* **TEKS DOKUMEN**
_ _ _
Dr. Slamet Muliono Redjosari
Ketika pelanggaran etika dilakukan oleh elite politik bukan hanya menunjukkan pragmatisme politik, tetapi merupakan potret buruknya praktek politik kenegaraan. Apa yang menimpa Bahlil Lahadalia yang mana gelar doktornya ditangguhkan Universitas Indonesia (UI) karena ada dugaan pelanggaran etika akademik. Sebelumnya Yandri melakukan pelanggaran karena menggunakan kop surat Kementerian yang dipimpinnya untuk kepentingan pribadi. Dan yang terakhir Budi Arie yang dikaitkan dengan kasus judi online. Deretan kasus di atas menunjukkan potret kenegaraan yang tidak lagi mengedepankan etika sebagai pejabat publik, sehingga melahirkan hilangnya kepercayaan publik (public trust) terhadap pemerintahan.
_ _ _
Item Tersimpan:
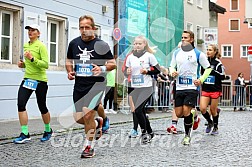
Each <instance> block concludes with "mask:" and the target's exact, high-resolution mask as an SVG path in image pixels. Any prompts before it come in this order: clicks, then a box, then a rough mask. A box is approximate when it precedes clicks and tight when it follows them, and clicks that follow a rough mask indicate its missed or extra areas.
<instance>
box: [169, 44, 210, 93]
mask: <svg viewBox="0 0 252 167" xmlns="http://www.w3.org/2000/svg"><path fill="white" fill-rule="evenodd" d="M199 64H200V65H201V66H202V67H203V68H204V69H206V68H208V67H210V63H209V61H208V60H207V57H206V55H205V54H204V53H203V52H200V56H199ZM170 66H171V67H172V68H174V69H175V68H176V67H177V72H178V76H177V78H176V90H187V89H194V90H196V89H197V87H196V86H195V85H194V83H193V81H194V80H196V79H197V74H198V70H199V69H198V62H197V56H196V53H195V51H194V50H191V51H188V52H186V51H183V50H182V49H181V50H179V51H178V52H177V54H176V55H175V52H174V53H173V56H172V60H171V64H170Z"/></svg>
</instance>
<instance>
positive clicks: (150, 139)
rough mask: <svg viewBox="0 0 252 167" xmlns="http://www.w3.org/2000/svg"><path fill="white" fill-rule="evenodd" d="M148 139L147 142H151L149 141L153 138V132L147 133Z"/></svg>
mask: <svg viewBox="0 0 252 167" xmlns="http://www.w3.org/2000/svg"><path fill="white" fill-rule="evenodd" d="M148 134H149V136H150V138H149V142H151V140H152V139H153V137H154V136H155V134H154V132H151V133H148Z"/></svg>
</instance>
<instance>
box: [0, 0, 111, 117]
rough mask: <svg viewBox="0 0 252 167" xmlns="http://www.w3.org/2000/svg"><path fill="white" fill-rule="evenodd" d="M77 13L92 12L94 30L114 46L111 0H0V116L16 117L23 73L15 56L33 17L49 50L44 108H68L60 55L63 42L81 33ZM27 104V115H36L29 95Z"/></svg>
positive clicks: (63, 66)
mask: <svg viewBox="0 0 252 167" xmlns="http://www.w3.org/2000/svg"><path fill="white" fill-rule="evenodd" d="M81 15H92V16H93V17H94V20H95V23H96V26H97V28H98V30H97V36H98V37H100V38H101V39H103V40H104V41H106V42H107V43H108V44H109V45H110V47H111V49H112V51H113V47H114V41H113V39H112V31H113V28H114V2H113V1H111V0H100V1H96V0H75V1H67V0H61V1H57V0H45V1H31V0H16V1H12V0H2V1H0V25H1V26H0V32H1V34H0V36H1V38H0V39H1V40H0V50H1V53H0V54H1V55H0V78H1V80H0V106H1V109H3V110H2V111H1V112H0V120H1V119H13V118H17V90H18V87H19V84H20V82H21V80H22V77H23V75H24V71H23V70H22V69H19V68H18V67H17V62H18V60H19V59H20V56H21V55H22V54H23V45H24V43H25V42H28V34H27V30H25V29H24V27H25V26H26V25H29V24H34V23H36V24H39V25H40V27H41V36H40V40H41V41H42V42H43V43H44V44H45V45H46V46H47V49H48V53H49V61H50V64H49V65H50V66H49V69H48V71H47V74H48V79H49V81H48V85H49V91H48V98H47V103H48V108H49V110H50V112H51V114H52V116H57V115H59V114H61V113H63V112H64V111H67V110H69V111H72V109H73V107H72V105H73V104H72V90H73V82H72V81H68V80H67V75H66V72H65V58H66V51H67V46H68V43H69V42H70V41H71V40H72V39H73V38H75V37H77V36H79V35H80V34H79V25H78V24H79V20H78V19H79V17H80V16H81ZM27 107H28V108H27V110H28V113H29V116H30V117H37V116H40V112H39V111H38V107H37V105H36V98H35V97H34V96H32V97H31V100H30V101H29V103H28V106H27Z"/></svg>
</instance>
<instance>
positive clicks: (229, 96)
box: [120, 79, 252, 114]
_ _ _
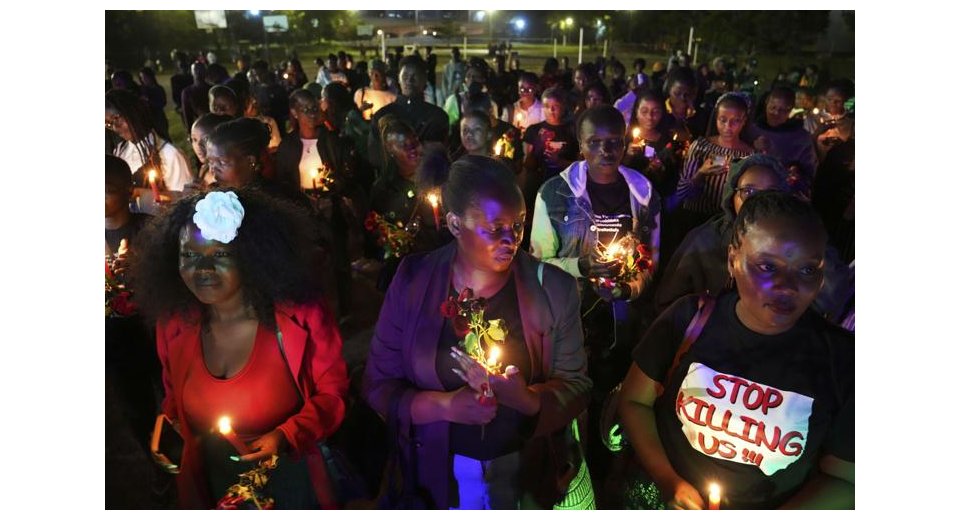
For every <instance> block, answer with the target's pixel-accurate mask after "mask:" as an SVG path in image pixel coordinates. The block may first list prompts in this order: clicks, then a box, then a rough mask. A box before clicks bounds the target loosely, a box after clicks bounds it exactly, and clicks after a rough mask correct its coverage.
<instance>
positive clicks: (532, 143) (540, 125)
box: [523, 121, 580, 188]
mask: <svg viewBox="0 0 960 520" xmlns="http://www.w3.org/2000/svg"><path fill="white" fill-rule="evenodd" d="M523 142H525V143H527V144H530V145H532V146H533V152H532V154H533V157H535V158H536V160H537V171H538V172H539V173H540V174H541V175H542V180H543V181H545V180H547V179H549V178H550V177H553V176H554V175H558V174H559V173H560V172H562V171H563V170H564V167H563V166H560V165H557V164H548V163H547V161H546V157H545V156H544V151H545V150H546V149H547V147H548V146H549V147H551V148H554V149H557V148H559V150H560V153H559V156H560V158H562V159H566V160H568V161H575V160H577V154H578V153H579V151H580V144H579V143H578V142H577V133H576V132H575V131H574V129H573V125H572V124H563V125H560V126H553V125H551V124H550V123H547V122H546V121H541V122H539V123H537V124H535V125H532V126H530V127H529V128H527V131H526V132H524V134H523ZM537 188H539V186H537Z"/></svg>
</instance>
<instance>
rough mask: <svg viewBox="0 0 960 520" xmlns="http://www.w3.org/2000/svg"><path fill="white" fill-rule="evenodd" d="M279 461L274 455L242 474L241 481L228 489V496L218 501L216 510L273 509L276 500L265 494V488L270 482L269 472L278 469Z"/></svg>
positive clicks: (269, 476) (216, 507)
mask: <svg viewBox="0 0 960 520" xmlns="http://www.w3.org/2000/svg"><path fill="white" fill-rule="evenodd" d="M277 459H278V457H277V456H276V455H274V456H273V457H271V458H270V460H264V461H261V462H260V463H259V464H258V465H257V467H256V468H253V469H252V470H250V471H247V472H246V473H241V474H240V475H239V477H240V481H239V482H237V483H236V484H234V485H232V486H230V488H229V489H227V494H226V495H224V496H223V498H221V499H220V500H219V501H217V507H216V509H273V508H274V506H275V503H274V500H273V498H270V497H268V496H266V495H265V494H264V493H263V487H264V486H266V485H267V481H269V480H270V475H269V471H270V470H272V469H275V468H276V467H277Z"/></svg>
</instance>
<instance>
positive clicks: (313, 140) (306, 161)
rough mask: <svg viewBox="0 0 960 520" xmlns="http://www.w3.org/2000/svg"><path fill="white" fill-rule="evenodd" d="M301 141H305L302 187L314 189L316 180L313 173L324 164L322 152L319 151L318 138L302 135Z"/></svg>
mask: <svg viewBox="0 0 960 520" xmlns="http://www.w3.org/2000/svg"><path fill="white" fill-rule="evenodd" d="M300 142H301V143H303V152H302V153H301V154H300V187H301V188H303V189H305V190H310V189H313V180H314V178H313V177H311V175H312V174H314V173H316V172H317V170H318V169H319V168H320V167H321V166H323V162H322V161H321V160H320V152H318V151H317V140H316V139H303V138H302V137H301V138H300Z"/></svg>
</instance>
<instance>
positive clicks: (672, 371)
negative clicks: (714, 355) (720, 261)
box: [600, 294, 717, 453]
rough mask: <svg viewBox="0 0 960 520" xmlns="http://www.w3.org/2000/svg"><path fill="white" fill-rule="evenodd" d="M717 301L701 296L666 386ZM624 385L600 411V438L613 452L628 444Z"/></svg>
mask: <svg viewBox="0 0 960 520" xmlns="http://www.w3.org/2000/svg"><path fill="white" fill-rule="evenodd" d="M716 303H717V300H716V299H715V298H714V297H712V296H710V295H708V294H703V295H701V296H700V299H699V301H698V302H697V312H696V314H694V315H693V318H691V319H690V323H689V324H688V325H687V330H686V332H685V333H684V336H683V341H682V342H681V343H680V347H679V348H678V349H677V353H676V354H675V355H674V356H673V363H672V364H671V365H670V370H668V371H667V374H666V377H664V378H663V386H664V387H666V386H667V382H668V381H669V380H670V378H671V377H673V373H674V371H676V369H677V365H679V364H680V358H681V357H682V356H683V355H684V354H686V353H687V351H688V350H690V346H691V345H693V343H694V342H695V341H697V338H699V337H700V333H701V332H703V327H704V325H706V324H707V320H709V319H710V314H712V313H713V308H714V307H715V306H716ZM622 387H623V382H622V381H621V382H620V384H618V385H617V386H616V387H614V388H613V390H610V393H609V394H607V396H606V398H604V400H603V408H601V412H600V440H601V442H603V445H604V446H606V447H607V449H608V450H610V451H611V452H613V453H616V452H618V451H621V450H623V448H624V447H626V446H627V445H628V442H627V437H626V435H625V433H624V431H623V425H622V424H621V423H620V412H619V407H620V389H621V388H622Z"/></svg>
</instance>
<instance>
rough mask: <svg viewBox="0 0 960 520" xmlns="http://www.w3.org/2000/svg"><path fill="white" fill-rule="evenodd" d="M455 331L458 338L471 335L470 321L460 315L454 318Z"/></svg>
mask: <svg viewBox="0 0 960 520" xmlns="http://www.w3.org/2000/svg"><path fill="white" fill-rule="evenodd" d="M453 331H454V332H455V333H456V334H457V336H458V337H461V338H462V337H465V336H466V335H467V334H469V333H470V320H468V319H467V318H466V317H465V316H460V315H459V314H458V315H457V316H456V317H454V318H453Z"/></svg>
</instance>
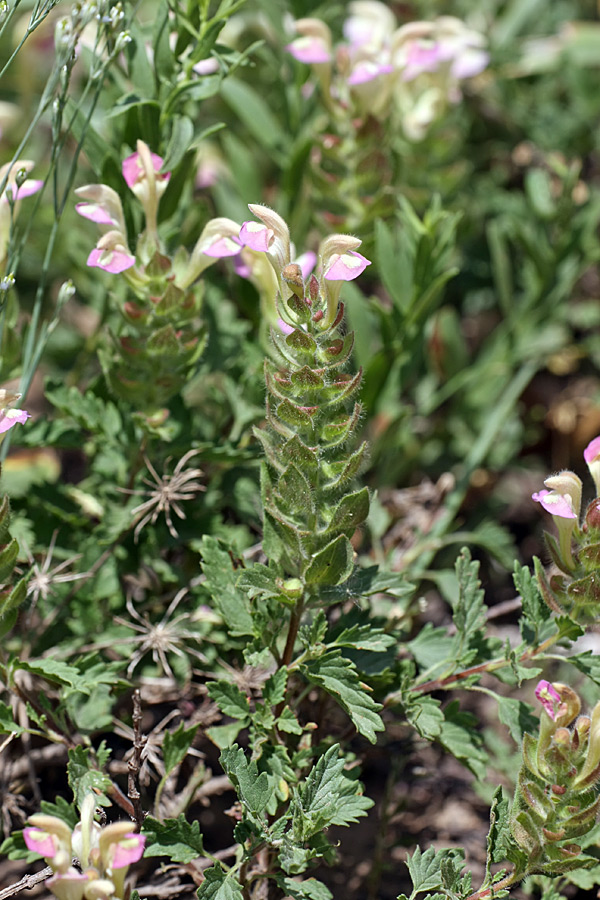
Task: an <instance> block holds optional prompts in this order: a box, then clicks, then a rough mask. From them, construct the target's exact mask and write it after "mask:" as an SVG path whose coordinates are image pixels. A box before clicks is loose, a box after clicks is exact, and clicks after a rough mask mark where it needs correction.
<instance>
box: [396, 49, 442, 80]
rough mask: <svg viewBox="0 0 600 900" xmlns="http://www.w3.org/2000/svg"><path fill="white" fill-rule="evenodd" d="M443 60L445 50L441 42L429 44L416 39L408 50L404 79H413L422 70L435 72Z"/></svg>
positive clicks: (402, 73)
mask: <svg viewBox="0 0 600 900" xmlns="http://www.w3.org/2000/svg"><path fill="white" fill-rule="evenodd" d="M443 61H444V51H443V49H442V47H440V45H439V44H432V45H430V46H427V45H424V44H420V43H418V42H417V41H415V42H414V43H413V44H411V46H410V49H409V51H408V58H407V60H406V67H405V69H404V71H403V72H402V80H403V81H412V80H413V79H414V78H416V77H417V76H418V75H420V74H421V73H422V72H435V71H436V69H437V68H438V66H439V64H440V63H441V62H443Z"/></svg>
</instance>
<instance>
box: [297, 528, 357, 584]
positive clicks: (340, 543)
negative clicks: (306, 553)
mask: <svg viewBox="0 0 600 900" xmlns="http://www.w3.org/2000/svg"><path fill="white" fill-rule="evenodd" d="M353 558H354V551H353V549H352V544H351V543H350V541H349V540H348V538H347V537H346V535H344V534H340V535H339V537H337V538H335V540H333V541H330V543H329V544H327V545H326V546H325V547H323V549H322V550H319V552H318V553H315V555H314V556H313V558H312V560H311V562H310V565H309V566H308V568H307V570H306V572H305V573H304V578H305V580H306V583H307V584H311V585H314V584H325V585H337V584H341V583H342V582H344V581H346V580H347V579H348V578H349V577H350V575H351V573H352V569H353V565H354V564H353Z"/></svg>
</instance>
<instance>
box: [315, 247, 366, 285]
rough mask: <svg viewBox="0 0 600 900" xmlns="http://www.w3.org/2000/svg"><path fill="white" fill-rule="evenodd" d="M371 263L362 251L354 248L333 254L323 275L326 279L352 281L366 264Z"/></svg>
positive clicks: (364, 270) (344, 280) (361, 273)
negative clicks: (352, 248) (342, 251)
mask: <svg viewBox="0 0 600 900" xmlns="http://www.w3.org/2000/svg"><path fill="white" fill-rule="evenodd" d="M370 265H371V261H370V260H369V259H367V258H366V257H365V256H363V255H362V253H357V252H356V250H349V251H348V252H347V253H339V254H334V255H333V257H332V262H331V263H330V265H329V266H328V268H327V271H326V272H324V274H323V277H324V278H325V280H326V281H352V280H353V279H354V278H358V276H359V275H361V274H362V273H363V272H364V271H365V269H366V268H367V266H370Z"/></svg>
_ _ _
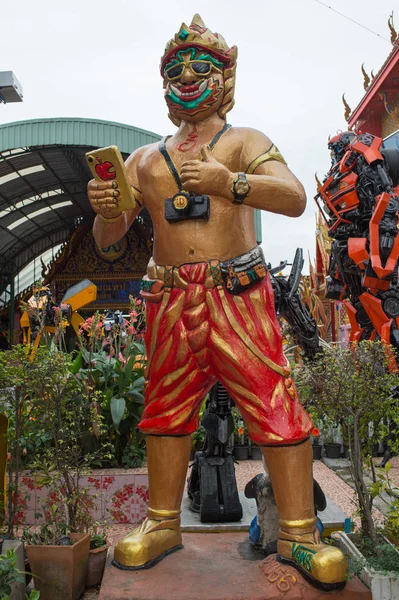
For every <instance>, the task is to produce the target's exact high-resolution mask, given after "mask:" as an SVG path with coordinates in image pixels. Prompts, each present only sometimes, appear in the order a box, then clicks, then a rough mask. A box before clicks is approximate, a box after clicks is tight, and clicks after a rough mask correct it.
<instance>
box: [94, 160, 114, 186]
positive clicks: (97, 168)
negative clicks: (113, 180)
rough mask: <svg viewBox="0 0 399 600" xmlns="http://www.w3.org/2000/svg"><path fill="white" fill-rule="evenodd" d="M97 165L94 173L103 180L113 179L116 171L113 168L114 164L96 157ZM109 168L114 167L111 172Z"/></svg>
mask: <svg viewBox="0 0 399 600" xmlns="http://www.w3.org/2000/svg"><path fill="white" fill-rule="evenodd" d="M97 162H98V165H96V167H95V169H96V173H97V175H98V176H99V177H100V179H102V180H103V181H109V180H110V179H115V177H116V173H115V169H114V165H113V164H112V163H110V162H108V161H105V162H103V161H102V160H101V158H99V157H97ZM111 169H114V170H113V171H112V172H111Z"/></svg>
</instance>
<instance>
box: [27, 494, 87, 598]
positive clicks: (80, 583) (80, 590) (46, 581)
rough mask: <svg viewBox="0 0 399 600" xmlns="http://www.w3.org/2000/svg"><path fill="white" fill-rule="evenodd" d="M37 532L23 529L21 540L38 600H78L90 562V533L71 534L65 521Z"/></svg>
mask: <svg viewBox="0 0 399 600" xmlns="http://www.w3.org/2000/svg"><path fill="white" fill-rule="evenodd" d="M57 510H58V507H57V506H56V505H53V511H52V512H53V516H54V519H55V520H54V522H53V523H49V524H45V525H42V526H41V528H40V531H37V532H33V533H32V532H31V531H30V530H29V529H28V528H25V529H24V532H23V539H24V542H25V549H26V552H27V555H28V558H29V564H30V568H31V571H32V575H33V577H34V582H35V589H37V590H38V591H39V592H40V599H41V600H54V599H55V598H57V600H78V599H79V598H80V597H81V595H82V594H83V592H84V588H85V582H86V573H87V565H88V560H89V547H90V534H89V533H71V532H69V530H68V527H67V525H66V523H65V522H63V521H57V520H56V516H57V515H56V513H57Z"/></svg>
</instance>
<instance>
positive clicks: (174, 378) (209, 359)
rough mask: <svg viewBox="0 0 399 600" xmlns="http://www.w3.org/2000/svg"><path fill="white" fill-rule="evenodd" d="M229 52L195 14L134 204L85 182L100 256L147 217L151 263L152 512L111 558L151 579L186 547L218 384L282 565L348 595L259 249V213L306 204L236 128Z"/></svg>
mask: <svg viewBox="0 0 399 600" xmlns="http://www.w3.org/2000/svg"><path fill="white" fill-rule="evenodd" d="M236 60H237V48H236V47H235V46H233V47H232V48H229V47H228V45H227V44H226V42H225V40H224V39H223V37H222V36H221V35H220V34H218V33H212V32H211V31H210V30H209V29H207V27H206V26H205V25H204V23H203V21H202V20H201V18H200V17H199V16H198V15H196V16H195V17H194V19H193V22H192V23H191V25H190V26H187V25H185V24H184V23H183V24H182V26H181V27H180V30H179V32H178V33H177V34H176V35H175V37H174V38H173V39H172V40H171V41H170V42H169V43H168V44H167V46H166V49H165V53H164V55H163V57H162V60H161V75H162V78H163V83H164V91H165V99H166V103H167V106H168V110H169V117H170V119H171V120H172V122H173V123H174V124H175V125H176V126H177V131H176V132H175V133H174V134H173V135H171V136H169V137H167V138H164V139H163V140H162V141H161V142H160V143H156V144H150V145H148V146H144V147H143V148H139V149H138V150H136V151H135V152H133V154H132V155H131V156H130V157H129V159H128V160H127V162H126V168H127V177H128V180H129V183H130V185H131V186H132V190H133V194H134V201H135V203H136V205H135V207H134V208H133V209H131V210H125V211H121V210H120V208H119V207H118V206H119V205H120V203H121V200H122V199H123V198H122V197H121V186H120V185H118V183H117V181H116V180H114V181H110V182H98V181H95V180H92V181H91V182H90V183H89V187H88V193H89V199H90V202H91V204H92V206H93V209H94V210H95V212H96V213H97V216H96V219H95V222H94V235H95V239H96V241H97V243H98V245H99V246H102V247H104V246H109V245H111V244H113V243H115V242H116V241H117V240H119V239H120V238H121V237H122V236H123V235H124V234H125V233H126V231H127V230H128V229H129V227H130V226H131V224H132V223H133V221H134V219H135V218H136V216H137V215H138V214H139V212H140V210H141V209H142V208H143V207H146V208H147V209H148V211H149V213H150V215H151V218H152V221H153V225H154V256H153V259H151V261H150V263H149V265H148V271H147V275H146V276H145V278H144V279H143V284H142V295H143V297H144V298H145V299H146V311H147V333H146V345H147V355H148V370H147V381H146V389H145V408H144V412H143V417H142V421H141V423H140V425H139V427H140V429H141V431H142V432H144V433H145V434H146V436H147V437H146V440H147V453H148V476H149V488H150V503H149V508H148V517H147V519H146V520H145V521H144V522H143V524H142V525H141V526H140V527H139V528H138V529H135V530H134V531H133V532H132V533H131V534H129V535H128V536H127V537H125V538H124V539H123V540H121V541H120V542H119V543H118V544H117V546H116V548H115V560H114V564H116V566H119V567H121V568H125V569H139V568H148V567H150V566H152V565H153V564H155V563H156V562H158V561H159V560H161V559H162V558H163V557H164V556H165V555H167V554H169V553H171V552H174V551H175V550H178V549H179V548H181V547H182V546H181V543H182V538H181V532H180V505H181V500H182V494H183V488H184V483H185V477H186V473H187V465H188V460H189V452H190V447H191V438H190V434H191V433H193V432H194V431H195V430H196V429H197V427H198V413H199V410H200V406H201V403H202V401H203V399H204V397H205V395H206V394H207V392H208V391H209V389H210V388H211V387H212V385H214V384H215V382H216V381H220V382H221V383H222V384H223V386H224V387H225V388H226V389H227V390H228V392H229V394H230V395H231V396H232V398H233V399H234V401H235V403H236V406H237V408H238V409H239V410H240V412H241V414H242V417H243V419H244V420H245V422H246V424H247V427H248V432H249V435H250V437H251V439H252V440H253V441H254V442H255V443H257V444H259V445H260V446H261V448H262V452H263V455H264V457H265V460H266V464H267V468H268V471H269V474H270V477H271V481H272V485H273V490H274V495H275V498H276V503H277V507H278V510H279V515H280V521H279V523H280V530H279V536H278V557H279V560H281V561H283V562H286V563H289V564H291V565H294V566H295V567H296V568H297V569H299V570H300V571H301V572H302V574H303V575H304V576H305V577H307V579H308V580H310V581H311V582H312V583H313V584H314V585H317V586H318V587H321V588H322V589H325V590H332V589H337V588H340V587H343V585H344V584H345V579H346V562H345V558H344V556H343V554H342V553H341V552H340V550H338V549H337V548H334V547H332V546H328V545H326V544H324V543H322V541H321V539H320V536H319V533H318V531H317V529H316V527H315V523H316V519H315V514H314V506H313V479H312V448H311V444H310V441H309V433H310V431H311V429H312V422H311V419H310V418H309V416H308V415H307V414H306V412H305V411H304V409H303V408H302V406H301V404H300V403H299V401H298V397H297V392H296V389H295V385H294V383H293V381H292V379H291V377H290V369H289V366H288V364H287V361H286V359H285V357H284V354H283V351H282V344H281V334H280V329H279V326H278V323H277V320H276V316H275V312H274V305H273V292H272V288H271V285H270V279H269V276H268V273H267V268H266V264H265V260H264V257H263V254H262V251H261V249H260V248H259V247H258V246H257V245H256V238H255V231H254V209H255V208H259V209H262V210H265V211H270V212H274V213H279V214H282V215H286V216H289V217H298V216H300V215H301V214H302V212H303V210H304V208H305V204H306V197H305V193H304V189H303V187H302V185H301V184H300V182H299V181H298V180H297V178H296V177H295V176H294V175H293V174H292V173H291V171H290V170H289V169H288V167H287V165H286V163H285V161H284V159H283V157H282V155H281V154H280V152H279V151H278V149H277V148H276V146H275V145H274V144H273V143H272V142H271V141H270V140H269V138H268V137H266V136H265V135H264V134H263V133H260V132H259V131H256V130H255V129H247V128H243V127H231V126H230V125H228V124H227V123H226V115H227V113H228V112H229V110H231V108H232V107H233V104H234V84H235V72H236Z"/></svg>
_ _ _
* **PETUNJUK TUGAS**
Bisakah Anda menulis kelanjutan teks tentang pelanggaran etika oleh elite politik itu, dimulai setelah kalimat terakhirnya?

* **JAWABAN LATIHAN**
Pelanggaran Etika Publik
Ketika pelanggaran dilakukan oleh masyarakat pengaruhnya buruknya tidak semassif ketika yang melakukan pejabat publik. Namun ketika pelakunya pejabat publik, maka akan merusak mental publik secara luas. Dikatakan merusak mental publik secara luas karena masyarakat akan melakukan hal yang sama dan menirunya, atau minimal pelanggaran itu sebagai hal yang lumrah dan biasa.
Apa yang terjadi pada Menteri Energi dan Sumber Daya Mineral (ESDM) RI, Bahlil Lahadalia, bisa menjadi pukulan bagi dunia akademik dan publik. Sebagaimana diberitakan bahwa Universitas Indonesia (UI) resmi menangguhkan kelulusan studi doktoral (S3) Bahlil. Dia kuliah program doktor (S3) Sekolah Kajian Stratejik dan Global (SKSG) UI. Keputusan UI untuk menegaskan komitmennya guna menjaga kualitas dan integritas akademik.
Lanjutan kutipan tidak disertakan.